* **Provided records**
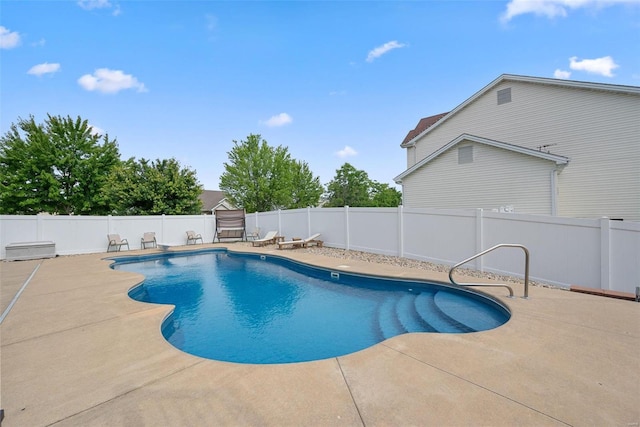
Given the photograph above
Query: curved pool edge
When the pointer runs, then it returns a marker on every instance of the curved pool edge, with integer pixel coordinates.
(304, 260)
(289, 261)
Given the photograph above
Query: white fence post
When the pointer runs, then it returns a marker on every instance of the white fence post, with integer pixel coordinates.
(479, 239)
(605, 254)
(346, 227)
(279, 222)
(39, 219)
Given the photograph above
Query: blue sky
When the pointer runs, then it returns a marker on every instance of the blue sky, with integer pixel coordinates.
(333, 81)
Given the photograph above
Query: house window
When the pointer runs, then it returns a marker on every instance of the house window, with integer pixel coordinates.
(504, 96)
(465, 154)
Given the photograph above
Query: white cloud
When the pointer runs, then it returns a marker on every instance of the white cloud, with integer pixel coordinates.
(94, 4)
(8, 39)
(110, 81)
(602, 66)
(381, 50)
(99, 4)
(279, 120)
(553, 8)
(46, 68)
(95, 130)
(561, 74)
(346, 152)
(212, 22)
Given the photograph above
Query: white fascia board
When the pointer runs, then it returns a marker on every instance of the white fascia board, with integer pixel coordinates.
(558, 160)
(631, 90)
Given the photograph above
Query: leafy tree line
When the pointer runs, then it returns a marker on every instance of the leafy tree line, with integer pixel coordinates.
(63, 167)
(263, 178)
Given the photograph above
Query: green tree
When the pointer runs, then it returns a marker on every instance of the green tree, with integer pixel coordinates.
(154, 188)
(385, 196)
(306, 189)
(58, 167)
(262, 178)
(352, 187)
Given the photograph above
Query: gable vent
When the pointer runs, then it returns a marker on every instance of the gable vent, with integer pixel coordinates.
(465, 154)
(504, 96)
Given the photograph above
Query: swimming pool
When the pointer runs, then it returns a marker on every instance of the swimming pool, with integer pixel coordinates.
(251, 308)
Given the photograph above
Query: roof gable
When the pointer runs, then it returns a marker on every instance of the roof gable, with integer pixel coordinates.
(211, 199)
(422, 125)
(413, 136)
(559, 160)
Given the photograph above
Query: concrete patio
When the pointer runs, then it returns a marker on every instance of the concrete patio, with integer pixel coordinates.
(76, 350)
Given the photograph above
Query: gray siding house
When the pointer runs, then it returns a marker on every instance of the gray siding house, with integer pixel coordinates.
(530, 145)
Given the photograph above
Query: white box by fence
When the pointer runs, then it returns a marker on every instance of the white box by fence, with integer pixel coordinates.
(30, 250)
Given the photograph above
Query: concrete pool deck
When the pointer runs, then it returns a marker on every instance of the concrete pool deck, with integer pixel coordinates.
(75, 350)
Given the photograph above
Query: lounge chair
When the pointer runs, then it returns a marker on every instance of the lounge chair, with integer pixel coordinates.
(268, 238)
(255, 234)
(193, 237)
(116, 242)
(302, 243)
(149, 238)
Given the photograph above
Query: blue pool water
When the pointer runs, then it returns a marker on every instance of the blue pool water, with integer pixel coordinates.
(248, 308)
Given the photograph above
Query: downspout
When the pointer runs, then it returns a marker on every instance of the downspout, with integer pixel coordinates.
(554, 192)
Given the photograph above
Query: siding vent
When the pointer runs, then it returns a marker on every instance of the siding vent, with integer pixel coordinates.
(465, 154)
(504, 96)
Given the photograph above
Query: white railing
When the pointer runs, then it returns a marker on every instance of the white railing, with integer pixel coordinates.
(595, 253)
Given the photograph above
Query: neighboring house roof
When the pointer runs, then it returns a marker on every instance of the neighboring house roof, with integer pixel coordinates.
(411, 139)
(423, 124)
(559, 160)
(213, 199)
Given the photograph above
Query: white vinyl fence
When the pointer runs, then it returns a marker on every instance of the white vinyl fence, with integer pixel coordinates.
(595, 253)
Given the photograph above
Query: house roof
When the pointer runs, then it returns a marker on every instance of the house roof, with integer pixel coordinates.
(210, 199)
(413, 136)
(559, 160)
(422, 125)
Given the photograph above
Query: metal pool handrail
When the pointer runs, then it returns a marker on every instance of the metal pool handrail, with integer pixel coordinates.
(501, 245)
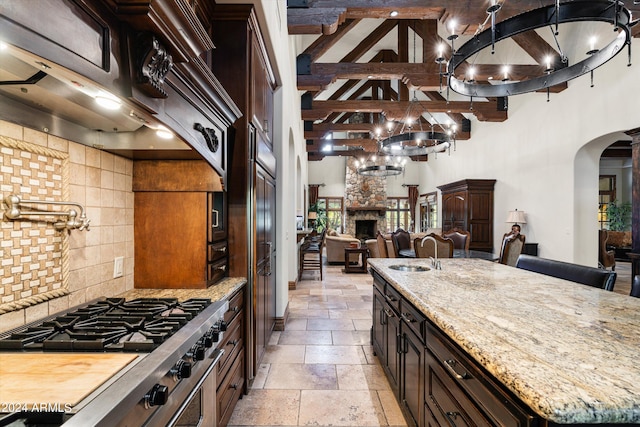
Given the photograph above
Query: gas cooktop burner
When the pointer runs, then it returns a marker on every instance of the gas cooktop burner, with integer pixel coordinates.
(112, 324)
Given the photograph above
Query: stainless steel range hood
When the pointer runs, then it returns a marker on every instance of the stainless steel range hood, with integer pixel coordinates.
(41, 95)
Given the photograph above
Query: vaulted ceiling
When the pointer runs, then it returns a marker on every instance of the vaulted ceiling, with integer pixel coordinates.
(364, 61)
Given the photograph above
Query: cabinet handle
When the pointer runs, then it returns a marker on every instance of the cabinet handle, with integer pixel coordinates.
(408, 318)
(450, 365)
(215, 218)
(451, 416)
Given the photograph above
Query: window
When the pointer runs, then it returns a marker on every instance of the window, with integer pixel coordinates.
(330, 213)
(606, 195)
(398, 213)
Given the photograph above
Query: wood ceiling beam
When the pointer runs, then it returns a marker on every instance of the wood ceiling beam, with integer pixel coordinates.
(322, 44)
(484, 111)
(323, 74)
(370, 41)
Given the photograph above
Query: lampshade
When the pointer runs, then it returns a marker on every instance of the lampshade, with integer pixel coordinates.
(516, 217)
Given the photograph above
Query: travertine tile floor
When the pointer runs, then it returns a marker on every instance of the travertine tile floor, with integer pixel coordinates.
(321, 370)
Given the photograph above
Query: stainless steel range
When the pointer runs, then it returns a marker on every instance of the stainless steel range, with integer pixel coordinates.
(171, 380)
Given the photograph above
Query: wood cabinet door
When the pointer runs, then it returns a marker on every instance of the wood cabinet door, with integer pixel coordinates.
(412, 395)
(454, 210)
(265, 259)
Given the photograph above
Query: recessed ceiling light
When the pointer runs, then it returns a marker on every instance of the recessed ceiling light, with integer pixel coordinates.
(107, 101)
(163, 132)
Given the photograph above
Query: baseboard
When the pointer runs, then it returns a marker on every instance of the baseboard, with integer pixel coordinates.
(280, 322)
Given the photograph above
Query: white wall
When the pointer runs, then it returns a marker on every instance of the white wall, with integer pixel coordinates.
(537, 160)
(545, 158)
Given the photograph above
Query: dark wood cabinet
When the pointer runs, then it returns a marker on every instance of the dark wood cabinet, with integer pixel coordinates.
(179, 226)
(398, 343)
(435, 382)
(242, 65)
(231, 373)
(468, 204)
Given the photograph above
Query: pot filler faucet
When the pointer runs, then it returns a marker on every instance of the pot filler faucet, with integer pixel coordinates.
(72, 221)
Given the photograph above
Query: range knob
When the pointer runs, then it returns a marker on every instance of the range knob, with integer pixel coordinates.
(182, 369)
(196, 352)
(158, 395)
(213, 334)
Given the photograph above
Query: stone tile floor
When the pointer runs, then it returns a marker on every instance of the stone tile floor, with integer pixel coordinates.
(321, 370)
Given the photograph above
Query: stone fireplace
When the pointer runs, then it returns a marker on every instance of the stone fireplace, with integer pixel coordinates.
(366, 229)
(365, 203)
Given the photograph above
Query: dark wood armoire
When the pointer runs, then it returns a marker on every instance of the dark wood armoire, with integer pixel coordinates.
(241, 63)
(468, 204)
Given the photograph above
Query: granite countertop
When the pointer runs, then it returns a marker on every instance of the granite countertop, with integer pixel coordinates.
(569, 351)
(221, 290)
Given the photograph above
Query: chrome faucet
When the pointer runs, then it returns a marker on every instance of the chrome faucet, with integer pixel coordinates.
(435, 263)
(73, 221)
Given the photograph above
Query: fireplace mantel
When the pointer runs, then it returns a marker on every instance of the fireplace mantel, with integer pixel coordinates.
(381, 210)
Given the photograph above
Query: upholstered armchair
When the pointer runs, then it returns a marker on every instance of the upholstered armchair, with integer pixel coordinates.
(606, 258)
(336, 244)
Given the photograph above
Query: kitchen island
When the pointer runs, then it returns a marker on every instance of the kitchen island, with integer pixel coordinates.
(567, 352)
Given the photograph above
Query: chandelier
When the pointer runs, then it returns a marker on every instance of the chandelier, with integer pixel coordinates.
(551, 72)
(380, 165)
(406, 139)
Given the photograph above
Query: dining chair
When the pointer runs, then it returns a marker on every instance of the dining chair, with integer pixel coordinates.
(461, 238)
(511, 249)
(635, 286)
(401, 240)
(434, 246)
(382, 246)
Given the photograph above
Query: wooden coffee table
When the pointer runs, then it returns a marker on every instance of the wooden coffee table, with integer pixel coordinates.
(356, 268)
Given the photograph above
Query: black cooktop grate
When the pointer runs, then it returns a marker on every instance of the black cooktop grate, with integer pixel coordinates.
(112, 324)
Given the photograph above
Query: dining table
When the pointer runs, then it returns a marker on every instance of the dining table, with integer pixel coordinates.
(457, 253)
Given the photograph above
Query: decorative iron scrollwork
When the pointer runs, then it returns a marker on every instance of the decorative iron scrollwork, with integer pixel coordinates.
(209, 136)
(154, 62)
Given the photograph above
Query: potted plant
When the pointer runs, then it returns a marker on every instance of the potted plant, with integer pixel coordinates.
(619, 216)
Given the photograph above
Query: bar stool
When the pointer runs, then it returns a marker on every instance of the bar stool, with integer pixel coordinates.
(310, 254)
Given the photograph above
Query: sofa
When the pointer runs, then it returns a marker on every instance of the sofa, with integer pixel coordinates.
(373, 246)
(585, 275)
(335, 243)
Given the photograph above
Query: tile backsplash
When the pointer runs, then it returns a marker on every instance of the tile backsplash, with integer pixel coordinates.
(45, 271)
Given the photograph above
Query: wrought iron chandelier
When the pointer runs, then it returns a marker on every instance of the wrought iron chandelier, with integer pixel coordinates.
(551, 74)
(406, 139)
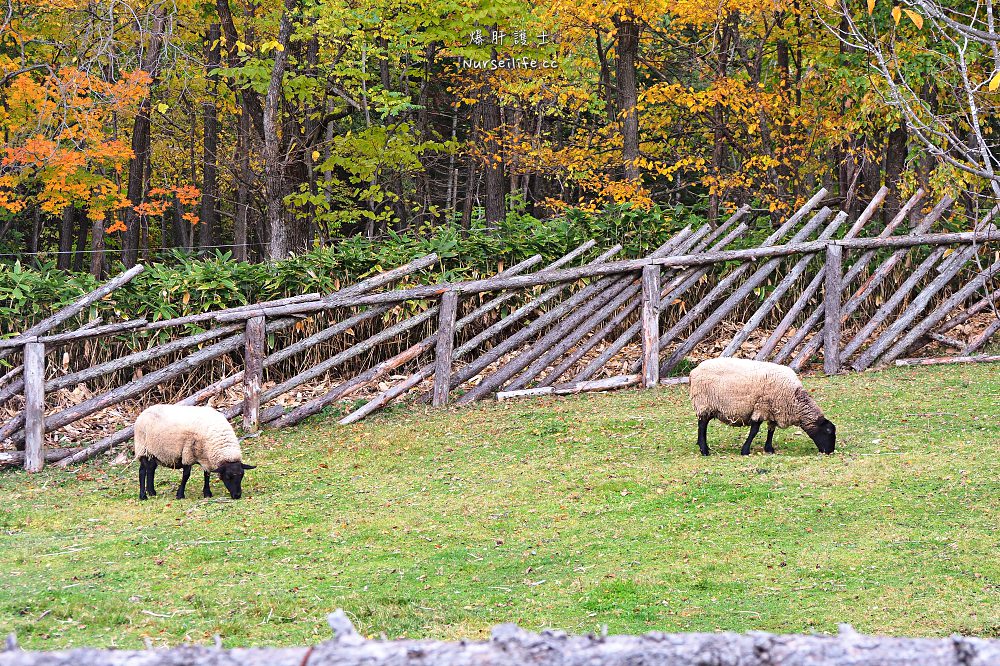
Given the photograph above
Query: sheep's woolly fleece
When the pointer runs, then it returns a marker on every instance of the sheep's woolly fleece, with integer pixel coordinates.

* **Task details**
Looking at the data above, write out exactly the lines that start at the one containing "hood, with integer pixel coordinates." and end at the one containing "Query: cabinet handle"; include both and nothing beyond.

* **Expected answer**
When the pointer runs, then it returns a marker on every instance of the stainless steel range hood, with integer pixel coordinates.
(41, 95)
Given the photograph above
Query: vaulted ceiling
When the pointer runs, then it returns a marker on every instance of the vaulted ceiling, with integer pixel coordinates.
(364, 61)
Given the photograph above
Query: cabinet handle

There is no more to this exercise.